On Sunday, it's a rerun of a different—and more welcome—kind. Walt Disney's World (7:30 p.m., NBC) begins a series of repeats of "Davy Crockett—Indian Fighter," starring Fess Parker and Buddy Ebsen, which fjrst aired as the eighth episode of ABC's Disneyland on December 15, 1954. The series of five episodes, which ran in 1954-55, was a huge hit, reintroducing Crockett as a national legend, making a star out of Parker, and making a rich(er) man out of Walt Disney; by the end of 1955, "Americans had purchased over $300 million worth of Davy Crockett merchandise, including coonskin caps and bubble gum cards." The NBC repeats mark the first time that the Crokett episodes have ever been seen on TV in color.

One of the rare original programs this week is an NBC news inquiry into the Pueblo incident. (Monday, 7:30 p.m.) The Pueblo, for those of you who may have forgotten (1968 was a busy year, after all) was an American spy ship captured by North Korea in January 1968, a week before the start of the Tet Offensive in Vietnam. The crewmen of the Pueblo were held for 11 months before beng released, and the ship's captain, Lloyd Bucher, was repeatedly tortured by the North Koreans; Bucher and his crew were eventually released after 11 months, although the ship remains with the North Koreans to this day. The documentary, reported by Frank McGee, focuses on why the ship wasn't better protected, why the government didn't respond more forcefully, and why more classified documents weren't destroyed. It's not one of the more shining moments in American history.

> Brief A
Please translate this sentence from the television passage into Spanish: "One of the rare original programs this week is an NBC news inquiry into the Pueblo incident."
The television passage and the records are unrelated to each other.

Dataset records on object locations
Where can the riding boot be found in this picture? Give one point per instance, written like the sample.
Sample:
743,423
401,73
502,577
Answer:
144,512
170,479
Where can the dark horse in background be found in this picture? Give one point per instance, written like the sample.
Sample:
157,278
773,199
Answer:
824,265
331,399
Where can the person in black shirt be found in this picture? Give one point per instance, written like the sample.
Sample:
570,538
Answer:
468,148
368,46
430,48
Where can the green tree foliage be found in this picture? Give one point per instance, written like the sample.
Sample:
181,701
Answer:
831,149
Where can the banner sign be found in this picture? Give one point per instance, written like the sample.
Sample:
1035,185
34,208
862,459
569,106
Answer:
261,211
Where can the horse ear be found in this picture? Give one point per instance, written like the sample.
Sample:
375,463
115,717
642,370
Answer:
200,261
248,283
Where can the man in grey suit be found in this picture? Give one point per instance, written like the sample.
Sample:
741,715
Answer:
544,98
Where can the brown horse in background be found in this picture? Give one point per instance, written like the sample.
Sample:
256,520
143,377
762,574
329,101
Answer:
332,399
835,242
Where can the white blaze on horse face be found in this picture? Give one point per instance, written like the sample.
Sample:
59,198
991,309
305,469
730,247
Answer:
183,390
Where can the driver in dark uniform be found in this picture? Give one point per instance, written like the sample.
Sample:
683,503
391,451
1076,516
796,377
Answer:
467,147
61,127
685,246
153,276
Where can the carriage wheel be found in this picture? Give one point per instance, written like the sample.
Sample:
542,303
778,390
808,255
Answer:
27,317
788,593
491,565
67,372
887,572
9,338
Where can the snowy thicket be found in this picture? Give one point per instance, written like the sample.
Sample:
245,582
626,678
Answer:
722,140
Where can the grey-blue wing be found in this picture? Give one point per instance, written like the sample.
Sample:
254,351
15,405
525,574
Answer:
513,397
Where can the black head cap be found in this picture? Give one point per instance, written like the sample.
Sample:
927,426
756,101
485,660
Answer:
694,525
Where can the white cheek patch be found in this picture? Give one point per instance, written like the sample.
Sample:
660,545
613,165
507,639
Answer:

> Brief B
Pull out each line of the records that contains the word "white", with case counting.

> Task response A
Uno de los pocos programas originales de esta semana es una investigación periodística de NBC sobre el incidente del Pueblo.

> Task response B
Where can the white blaze on horse face be found in this picture? Give one point per instance, written like the sample.
Where can the white cheek patch be found in this picture? Give one point per instance, written like the sample.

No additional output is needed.